* _DOCUMENT TEXT_:
[Start of Attachment]
The use of the modified Delphi technique for this study presents several strengths relative to other consensus methodologies such as Nominal Group Technique (NGT) and Q-methodology. Briefly, NGT is conducted face-to-face and involves five highly structured steps that aim to facilitate effective group decision-making in response to a question [41,42,43]. Q-methodology involves participants ranking a set of items relative to a defined outcome (e.g., importance of those items), employing inverted factor analyses to interpret participant item rankings, and subsequently ascribing qualitative meaning to the resultant factor structure [44, 45]. The modified Delphi technique was advantageous because each round of the study was conducted anonymously and independently online. This gave each participant equal opportunity to have input into the study and reduced the risk of response bias that can arise in group settings (e.g., herd mentality or groupthink) [46]. The online capability also minimised the impact of COVID-19 on the conduct of the study. Additionally, each round took place over a two-week period, giving participants the flexibility to choose when and where they participated. This is not an option in NGT, where participants are required to attend a face-to-face meeting [43]. Finally, calculating I-CVIs and S-CVIs is analytically simple, whereas the analysis employed in Q-methodology requires a working knowledge of factor analysis [44]. Thus, this method may not be as feasible to those who are new to instrument development and psychometric evaluation.
[End of Attachment]
* _QUESTIONS TO ANSWER_:
(a) In the passage on the modified Delphi technique, how long did each round of the study take?
(b) List every consensus method that the passage on the modified Delphi technique names.

* _DATA SECTION_:
[Start of Attachment]
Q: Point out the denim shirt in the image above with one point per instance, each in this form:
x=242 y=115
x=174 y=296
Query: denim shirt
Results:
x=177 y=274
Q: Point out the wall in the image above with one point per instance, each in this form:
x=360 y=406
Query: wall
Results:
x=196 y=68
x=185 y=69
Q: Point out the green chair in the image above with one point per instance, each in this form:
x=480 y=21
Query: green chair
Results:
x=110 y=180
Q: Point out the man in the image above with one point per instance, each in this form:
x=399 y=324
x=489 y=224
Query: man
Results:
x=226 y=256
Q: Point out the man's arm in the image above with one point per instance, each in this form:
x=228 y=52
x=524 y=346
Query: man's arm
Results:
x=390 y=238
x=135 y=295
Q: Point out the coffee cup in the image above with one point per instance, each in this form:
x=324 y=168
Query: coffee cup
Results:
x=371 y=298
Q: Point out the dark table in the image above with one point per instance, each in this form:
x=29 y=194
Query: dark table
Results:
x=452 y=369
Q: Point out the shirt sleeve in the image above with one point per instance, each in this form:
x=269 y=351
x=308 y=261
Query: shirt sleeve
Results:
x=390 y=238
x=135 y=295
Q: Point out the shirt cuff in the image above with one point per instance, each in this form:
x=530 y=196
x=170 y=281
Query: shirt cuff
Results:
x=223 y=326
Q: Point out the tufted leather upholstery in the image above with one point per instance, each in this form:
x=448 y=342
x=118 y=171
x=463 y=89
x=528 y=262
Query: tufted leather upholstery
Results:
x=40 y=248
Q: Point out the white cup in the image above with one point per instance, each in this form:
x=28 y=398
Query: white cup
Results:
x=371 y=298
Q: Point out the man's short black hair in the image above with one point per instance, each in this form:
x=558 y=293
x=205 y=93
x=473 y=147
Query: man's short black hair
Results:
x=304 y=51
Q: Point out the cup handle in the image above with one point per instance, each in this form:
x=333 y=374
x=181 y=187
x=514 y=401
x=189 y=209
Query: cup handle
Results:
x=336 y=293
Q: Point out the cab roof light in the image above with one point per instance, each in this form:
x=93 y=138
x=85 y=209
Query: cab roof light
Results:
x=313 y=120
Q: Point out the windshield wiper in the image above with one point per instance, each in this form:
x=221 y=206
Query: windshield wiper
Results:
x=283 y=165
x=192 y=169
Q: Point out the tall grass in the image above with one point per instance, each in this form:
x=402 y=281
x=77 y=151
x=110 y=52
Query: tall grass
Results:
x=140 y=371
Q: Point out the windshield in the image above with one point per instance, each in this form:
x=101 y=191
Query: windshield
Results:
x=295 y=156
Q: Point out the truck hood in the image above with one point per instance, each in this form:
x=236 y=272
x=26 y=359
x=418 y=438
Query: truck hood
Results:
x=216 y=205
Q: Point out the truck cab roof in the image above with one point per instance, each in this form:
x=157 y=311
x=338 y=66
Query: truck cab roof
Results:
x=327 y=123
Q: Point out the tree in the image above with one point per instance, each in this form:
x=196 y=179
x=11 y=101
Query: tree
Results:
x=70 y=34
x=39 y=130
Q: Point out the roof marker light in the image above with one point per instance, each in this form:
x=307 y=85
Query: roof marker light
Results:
[End of Attachment]
* _RESULTS FOR EACH TASK_:
(a) Two weeks.

(b)
Modified Delphi technique
Nominal Group Technique (NGT)
Q-methodology